### [Extracted entries]
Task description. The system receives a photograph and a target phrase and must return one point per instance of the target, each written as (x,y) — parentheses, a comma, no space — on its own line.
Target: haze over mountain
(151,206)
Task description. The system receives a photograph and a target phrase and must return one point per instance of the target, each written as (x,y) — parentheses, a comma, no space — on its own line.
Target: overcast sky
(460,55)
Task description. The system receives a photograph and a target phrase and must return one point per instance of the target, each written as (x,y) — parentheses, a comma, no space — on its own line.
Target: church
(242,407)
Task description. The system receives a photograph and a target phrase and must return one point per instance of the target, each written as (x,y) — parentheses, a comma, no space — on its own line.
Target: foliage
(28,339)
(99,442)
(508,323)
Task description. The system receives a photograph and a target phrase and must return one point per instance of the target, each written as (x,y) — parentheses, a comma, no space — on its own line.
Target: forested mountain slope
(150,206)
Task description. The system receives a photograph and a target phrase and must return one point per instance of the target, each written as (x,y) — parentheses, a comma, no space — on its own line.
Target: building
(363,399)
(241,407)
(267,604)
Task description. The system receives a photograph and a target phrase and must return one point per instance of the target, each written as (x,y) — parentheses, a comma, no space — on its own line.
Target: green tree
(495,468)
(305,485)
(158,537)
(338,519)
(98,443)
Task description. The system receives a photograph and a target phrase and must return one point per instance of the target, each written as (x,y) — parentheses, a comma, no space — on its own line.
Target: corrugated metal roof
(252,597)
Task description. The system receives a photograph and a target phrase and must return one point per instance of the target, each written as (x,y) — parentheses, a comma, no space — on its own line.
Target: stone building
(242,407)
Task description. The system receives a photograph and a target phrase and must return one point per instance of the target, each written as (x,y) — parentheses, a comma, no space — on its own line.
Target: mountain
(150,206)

...

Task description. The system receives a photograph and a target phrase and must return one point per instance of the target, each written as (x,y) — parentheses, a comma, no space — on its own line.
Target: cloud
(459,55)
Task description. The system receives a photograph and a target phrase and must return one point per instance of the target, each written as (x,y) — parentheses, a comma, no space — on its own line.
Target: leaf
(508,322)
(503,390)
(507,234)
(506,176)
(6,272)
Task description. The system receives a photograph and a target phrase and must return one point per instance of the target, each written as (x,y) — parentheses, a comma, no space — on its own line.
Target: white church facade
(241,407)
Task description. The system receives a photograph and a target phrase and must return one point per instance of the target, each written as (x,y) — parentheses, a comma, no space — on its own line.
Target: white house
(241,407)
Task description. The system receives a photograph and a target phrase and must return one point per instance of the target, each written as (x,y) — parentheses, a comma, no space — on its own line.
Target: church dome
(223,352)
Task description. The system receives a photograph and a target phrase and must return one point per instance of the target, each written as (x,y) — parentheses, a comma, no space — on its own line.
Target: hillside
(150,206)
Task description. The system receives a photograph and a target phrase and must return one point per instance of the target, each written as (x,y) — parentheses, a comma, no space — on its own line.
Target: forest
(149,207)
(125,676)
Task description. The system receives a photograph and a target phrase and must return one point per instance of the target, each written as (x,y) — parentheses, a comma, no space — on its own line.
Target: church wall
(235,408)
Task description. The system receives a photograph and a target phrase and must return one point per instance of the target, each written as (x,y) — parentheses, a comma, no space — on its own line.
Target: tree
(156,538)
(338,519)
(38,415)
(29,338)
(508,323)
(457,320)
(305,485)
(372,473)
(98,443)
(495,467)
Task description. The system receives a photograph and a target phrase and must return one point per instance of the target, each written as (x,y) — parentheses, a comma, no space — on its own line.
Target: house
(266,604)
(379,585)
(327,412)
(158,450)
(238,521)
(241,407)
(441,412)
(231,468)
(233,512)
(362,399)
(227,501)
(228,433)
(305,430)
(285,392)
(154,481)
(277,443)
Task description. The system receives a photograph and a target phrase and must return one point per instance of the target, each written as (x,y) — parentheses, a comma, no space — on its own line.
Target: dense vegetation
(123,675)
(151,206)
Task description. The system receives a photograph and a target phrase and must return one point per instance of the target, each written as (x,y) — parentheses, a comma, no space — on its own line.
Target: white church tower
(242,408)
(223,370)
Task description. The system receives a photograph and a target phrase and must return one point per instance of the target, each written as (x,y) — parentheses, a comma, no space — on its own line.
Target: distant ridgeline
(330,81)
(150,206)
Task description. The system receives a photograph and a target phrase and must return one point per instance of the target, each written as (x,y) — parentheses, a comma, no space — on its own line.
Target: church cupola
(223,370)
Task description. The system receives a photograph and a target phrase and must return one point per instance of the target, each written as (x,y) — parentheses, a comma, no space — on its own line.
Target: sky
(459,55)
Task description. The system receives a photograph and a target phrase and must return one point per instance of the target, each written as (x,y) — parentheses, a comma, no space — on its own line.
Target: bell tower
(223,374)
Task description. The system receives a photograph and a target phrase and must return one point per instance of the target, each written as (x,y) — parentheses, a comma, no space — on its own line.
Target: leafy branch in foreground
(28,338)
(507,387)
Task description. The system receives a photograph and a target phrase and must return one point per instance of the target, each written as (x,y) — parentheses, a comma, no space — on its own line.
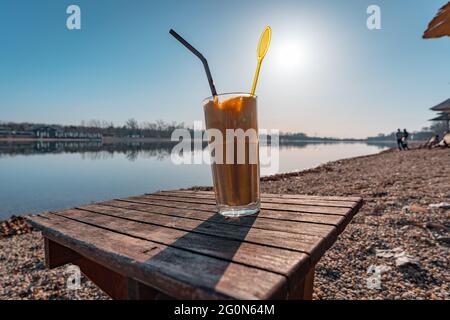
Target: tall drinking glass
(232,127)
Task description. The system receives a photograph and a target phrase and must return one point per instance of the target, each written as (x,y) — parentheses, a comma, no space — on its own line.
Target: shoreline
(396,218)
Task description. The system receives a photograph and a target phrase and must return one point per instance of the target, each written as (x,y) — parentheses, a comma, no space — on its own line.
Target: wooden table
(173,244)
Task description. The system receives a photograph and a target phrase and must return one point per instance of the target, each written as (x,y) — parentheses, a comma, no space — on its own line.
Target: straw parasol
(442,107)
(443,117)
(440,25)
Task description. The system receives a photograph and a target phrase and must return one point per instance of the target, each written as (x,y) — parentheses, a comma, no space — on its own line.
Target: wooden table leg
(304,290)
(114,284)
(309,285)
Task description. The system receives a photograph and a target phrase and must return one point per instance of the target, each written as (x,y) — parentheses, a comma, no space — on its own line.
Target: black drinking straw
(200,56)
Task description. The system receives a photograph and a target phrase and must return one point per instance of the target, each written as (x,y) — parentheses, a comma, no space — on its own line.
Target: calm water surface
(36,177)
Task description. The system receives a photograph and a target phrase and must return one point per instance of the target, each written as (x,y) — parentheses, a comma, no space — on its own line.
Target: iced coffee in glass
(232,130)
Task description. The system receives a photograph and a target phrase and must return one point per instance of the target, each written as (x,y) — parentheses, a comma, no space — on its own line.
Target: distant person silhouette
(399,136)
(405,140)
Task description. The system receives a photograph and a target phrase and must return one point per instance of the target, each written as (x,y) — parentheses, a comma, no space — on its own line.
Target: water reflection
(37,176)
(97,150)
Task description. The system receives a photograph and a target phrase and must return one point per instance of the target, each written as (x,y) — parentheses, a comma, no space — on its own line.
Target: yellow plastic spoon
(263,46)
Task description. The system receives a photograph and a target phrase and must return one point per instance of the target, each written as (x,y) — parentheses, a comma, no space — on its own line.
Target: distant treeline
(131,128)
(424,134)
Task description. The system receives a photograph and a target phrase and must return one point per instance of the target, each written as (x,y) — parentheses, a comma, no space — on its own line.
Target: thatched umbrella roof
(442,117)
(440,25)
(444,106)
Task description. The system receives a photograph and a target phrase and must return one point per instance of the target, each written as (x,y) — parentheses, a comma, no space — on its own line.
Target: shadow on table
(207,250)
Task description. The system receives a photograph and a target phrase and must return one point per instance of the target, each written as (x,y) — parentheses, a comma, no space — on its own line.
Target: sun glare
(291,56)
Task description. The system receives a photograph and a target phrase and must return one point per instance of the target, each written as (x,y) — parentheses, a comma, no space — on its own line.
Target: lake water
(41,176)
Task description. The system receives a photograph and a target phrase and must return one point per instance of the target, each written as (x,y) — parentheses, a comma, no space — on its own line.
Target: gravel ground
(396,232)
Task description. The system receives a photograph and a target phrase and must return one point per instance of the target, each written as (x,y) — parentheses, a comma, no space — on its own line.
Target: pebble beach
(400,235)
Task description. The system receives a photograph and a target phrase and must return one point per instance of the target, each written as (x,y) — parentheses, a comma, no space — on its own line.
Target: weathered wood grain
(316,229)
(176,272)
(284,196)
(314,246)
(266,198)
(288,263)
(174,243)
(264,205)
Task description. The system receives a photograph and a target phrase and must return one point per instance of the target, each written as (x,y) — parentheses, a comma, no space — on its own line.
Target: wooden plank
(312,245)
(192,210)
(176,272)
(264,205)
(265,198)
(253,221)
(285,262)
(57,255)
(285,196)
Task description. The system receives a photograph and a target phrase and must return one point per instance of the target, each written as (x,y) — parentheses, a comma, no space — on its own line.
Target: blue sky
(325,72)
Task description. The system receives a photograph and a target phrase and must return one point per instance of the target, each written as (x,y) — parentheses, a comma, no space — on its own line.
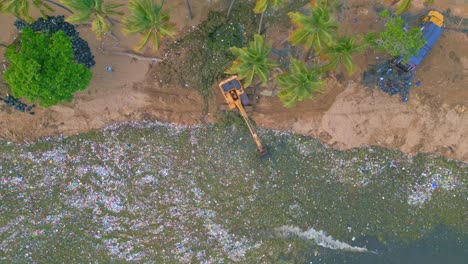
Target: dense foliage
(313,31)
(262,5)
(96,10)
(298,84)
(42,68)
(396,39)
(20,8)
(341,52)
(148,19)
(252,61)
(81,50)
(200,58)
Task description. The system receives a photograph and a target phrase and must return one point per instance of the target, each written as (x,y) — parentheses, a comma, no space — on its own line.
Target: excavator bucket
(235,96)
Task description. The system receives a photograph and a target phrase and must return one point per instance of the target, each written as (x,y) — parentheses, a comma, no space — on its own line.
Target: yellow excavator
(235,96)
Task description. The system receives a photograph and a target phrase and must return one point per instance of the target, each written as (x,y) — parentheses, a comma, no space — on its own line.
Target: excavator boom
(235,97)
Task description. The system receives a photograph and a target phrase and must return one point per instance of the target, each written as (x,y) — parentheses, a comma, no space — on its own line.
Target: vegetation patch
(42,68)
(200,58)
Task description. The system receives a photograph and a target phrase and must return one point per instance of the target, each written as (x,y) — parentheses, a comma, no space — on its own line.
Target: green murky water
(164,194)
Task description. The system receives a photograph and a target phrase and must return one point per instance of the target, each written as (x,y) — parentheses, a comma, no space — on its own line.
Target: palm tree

...

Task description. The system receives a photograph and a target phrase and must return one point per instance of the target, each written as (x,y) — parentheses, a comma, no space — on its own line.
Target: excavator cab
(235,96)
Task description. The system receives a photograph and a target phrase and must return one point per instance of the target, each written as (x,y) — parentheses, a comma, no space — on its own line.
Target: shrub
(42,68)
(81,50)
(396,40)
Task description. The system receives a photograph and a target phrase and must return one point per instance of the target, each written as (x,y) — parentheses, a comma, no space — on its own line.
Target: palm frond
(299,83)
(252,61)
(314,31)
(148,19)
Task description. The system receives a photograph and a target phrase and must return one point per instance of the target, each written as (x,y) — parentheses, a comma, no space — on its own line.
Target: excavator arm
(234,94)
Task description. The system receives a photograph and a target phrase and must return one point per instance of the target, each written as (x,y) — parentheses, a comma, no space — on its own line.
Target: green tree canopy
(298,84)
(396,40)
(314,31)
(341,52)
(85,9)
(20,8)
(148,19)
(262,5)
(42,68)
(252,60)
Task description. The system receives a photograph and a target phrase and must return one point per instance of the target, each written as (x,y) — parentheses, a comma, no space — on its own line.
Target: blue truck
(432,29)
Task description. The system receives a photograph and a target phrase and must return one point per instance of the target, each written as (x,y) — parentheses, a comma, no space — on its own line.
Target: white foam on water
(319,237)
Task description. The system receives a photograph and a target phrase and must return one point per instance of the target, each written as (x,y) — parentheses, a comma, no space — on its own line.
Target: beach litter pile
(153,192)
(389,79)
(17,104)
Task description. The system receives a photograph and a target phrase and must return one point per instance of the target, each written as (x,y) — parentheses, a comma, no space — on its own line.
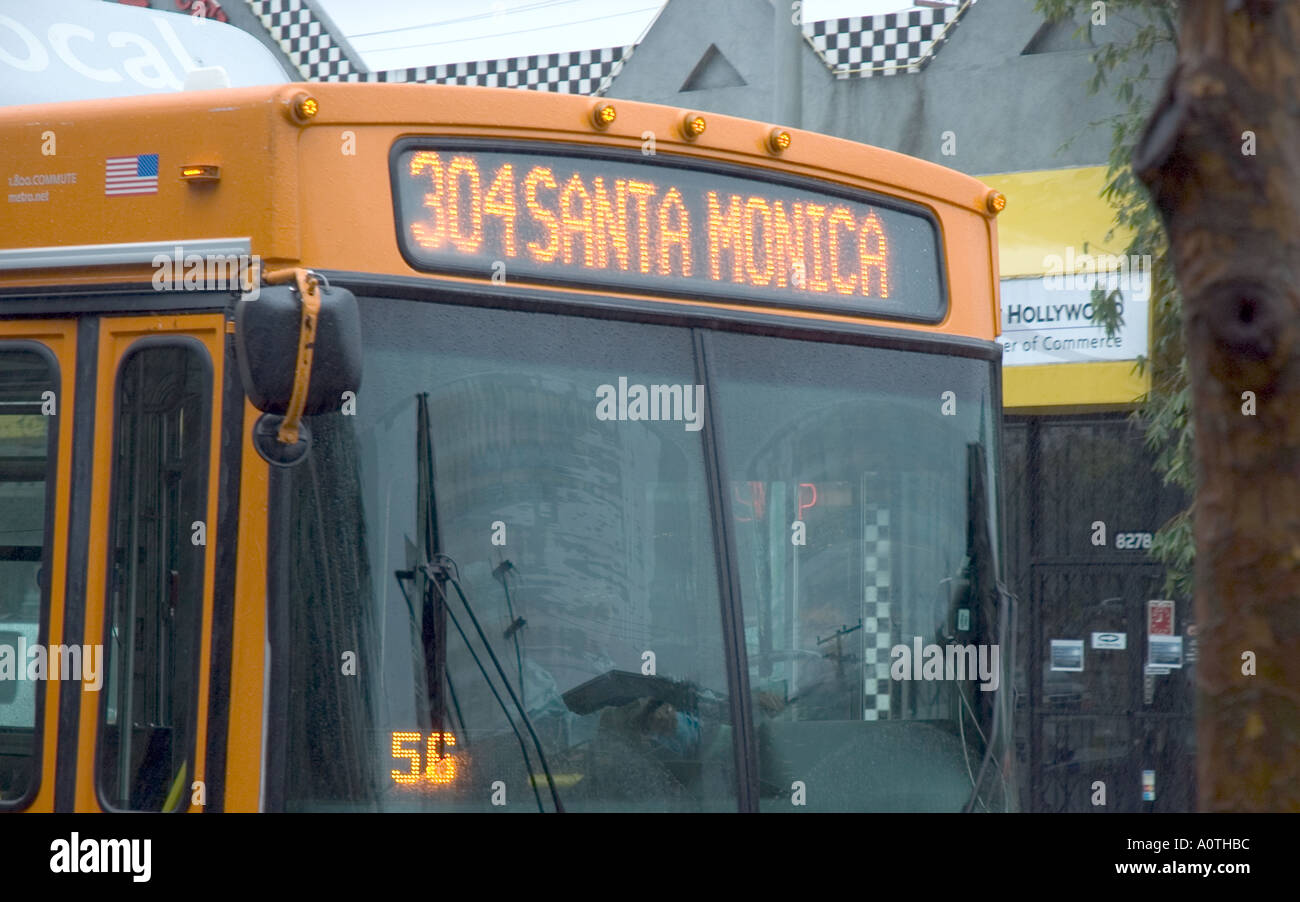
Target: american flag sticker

### [Exercise details]
Look above for the line with "Target: beach litter pile" and the line with "Target: american flag sticker"; set down those two lines and all lines between them exactly, without pictures and without anything else.

### [Final answer]
Target: beach litter pile
(153,192)
(389,79)
(17,104)
Task description. The system receives a photograph and a target phrase and must return one point per instance of the target, each written as (x,y) — parentheses, a comma, no space — on its own line.
Target: american flag sticker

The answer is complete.